## Metin Parçası
Hilafetin Kaldırılması Kanunundan önce görüşülmesine başlanan kanunun gerekçesi okundu.

“Din ve ordunun siyaset cereyanları ile alâkadar olması birçok mahaziri dâidir. Bu hakikat bütün medeni milletler ve hükümetler tarafından bir düsturu esasi olarak kabul edilmiştir. Bu nokta-i nazardan yeni bir hayat varlığı temin etmek vazifesini deruhde eden Türkiye Cumhuriyeti Teşkilâtı Esasiyesi’nde zaten muhaddes olan Şer’iye ve Evkaf Vekâleti ile Erkânı Harbiyei Umumiye Vekâletinin mevcud olması muvafık olamaz. Şer’iye ve Evkaf

Vekâletinin, ilgasına nazaran da bütün evkafın millete intikal etmesi ve ona göre de idare edilmesi tabiî bir neticedir. Binaenaleyh berveçhi âti mevaddın derakap bugün ve müstaelen müzakere olunarak kanuniyet kesbetmesini teklif eyleriz…” (2)

Altında Yahya Kemal, Kılıç Ali, Celal Nuri, Ruşen Eşref gibi vekillerin imzası olan kanun teklifi iki vekâleti yani bakanlığı, iki riyasete yani başkanlığa çevirmekteydi: Şer’iye ve Evkaf Vekâleti ve Erkan-ı Harbiye Vekâleti. Din ve orduya bakan iki bakanlık, aynı kanunla kabineden çıkarılıp, sistemde o ana kadar olmayan riyasetlerle doğrudan başbakana ve cumhurbaşkanına sorumlu hale getirilmişti.

Yeni rejim en başından kendisi için tehlike arz edecek iki kurum olan din ve orduyu doğrudan yönetmek için adım atmıştı.

## Yapılacak İşler
1. Metin parçasını iki cümleyle özetleyin.
2. Metin parçasına göre şu soruları kısaca yanıtlayın:
(a) Gerekçesi okunan kanunun görüşülmesine hangi kanundan önce başlanmıştı?
(b) Gerekçeye göre Şer’iye ve Evkaf Vekâletinin ilgasının tabiî neticesi nedir?
(c) Kanun teklifi hangi iki vekâleti riyasete çeviriyordu?
Sonraki liste, metin parçasından farklı bir kaynaktan alınmıştır.

## Gösterilen Bilgiler
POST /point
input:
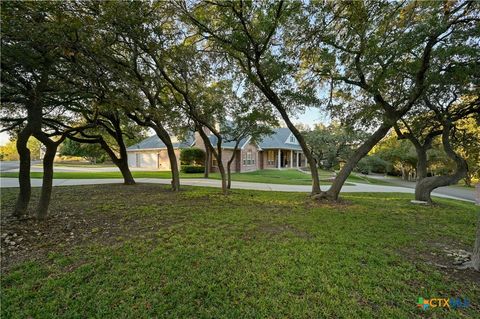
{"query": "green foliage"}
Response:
(8, 152)
(192, 156)
(190, 169)
(372, 163)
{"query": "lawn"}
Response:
(142, 251)
(272, 176)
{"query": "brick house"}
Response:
(279, 150)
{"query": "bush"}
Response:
(188, 169)
(192, 156)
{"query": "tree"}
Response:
(447, 111)
(332, 144)
(91, 152)
(376, 58)
(133, 34)
(467, 144)
(399, 153)
(246, 123)
(250, 35)
(192, 156)
(36, 43)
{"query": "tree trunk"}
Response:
(46, 193)
(333, 192)
(421, 162)
(25, 192)
(123, 158)
(425, 187)
(221, 169)
(264, 86)
(468, 179)
(121, 162)
(476, 248)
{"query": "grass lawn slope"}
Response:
(142, 251)
(272, 176)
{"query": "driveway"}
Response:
(357, 188)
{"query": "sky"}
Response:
(3, 138)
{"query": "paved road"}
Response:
(455, 191)
(357, 188)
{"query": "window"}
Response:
(270, 157)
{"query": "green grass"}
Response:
(146, 252)
(287, 176)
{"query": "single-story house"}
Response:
(278, 150)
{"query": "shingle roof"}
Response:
(279, 139)
(153, 142)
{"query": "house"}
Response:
(278, 150)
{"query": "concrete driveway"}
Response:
(357, 188)
(454, 190)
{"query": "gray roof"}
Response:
(279, 139)
(154, 142)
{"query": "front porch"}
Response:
(281, 158)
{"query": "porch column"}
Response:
(279, 159)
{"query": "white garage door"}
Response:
(132, 159)
(148, 160)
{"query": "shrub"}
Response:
(192, 156)
(188, 169)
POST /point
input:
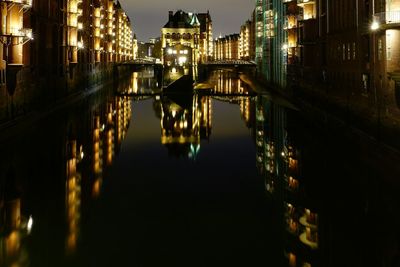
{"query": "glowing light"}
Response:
(30, 224)
(182, 60)
(375, 25)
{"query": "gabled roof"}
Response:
(203, 20)
(195, 21)
(180, 19)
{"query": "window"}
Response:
(388, 46)
(344, 52)
(348, 51)
(365, 82)
(380, 49)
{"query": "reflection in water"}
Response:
(14, 227)
(66, 172)
(185, 121)
(278, 159)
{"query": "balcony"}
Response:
(388, 19)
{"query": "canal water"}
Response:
(223, 177)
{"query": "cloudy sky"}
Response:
(148, 16)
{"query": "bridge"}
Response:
(230, 63)
(142, 62)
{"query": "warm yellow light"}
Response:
(375, 25)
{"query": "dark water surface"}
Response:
(194, 180)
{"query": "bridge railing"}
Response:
(230, 62)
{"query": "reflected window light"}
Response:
(30, 224)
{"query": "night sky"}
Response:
(149, 16)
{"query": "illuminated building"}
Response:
(246, 45)
(13, 37)
(191, 30)
(227, 48)
(64, 45)
(206, 42)
(271, 41)
(124, 35)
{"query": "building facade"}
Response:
(191, 30)
(246, 45)
(271, 41)
(227, 48)
(49, 49)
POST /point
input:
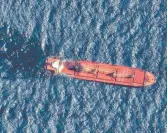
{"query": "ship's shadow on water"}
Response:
(18, 56)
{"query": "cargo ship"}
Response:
(100, 72)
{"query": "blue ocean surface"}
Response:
(123, 32)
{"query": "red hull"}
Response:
(100, 72)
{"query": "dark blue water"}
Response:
(131, 33)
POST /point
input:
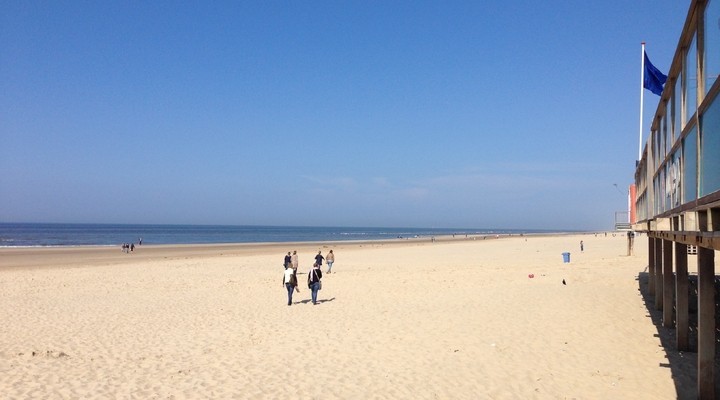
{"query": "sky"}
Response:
(446, 114)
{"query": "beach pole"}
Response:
(668, 282)
(642, 86)
(706, 323)
(681, 299)
(658, 274)
(651, 265)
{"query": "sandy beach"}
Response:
(453, 319)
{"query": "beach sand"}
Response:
(405, 319)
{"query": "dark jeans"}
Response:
(290, 289)
(314, 288)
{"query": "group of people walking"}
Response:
(314, 280)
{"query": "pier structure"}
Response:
(677, 190)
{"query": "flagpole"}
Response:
(642, 83)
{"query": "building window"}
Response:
(712, 43)
(689, 181)
(690, 86)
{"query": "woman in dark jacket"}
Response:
(290, 282)
(314, 282)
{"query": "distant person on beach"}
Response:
(294, 260)
(290, 282)
(314, 283)
(330, 259)
(287, 261)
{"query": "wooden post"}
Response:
(651, 265)
(706, 323)
(668, 283)
(658, 274)
(682, 325)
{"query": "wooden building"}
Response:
(677, 201)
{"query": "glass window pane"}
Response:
(676, 96)
(712, 43)
(690, 89)
(690, 166)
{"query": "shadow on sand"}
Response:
(682, 364)
(320, 301)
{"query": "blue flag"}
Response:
(653, 79)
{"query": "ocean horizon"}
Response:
(84, 234)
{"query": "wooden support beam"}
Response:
(706, 323)
(682, 310)
(668, 284)
(651, 265)
(658, 274)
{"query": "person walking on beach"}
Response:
(294, 260)
(314, 283)
(290, 282)
(330, 259)
(287, 261)
(319, 258)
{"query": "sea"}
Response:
(57, 234)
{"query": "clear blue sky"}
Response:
(474, 114)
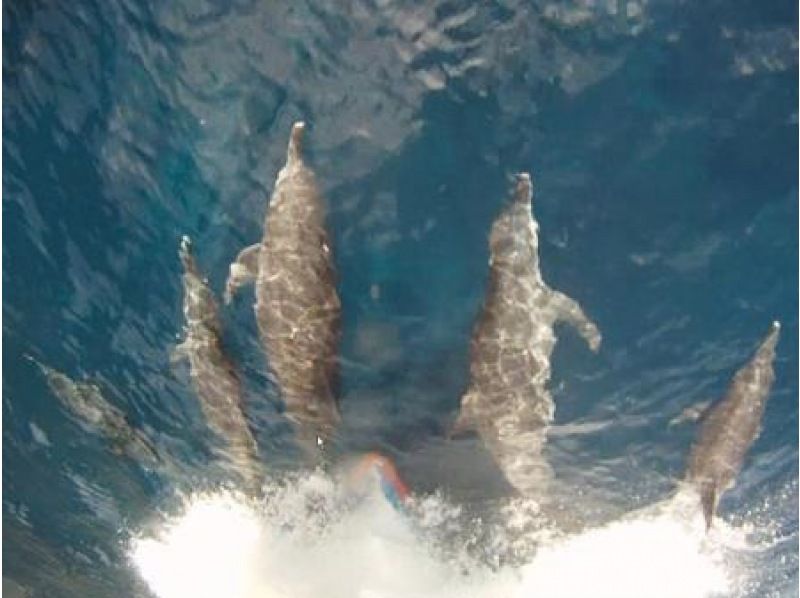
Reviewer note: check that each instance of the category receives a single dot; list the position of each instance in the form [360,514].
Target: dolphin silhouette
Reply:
[213,375]
[730,427]
[297,308]
[507,400]
[88,407]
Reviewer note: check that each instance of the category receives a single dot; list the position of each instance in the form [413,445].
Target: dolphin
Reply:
[730,427]
[213,374]
[95,414]
[507,400]
[297,308]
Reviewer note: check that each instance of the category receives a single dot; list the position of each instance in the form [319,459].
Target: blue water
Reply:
[663,145]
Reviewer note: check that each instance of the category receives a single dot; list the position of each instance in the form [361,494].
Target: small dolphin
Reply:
[507,400]
[213,375]
[731,426]
[92,411]
[297,307]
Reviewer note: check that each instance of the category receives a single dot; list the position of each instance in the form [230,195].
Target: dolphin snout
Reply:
[524,189]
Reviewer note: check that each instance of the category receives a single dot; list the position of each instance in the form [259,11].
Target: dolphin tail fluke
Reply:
[243,271]
[708,498]
[295,151]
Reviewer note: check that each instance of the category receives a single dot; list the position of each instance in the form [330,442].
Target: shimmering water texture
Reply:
[447,378]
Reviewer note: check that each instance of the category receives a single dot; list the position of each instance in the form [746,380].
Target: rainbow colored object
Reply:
[392,486]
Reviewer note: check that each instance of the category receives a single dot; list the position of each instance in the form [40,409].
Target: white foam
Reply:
[300,544]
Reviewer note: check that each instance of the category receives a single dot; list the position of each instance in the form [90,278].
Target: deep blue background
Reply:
[663,145]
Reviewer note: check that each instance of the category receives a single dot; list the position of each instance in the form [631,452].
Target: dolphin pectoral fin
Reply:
[463,426]
[708,498]
[567,309]
[243,270]
[179,353]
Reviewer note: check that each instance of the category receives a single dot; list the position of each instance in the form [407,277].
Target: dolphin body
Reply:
[213,374]
[297,307]
[507,400]
[92,411]
[730,427]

## Görev Sonuçları
1. Yahya Kemal, Kılıç Ali, Celal Nuri ve Ruşen Eşref gibi vekillerin imzasını taşıyan kanun teklifi, Şer’iye ve Evkaf Vekâleti ile Erkân-ı Harbiye Vekâletini iki riyasete çevirerek kabineden çıkarmış ve bunları doğrudan başbakana ve cumhurbaşkanına sorumlu hale getirmişti. Teklifin gerekçesinde din ve ordunun siyaset cereyanlarıyla ilgilenmesinin birçok sakınca doğurduğu belirtilmiştir; yeni rejim de kendisi için tehlike arz edecek bu iki kurumu doğrudan yönetmek için adım atmıştı.

2.
(a) Hilafetin Kaldırılması Kanunundan önce.
(b) Bütün evkafın millete intikal etmesi ve ona göre idare edilmesi.
(c) Şer’iye ve Evkaf Vekâleti ile Erkân-ı Harbiye Vekâleti.